Given information START
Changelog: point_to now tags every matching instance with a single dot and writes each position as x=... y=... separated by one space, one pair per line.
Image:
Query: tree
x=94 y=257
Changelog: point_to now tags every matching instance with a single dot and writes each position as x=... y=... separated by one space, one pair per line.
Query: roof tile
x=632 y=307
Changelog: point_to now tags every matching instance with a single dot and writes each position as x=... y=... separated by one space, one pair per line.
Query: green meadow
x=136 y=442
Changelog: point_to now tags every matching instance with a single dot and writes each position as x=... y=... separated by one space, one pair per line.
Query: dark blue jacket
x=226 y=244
Given information END
## Exercise details
Exactly as given, repeat every record above.

## Reply
Changelog: point_to now tags every matching instance with a single dot and writes each position as x=... y=... separated by one space, one pair per line.
Image:
Query: tree
x=94 y=257
Changelog: point_to now tags every matching instance with a single dot and writes each position as x=... y=... separated by one space, one pair per line.
Query: roof tile
x=632 y=307
Changelog: point_to now tags every matching instance with a single dot and writes each position as x=... y=... separated by one space, one pair per line.
Query: green meadow
x=136 y=442
Changelog: point_to now tags every matching instance with a single dot and writes each position as x=... y=... separated by one space, one pair per line.
Query: dark blue jacket
x=226 y=244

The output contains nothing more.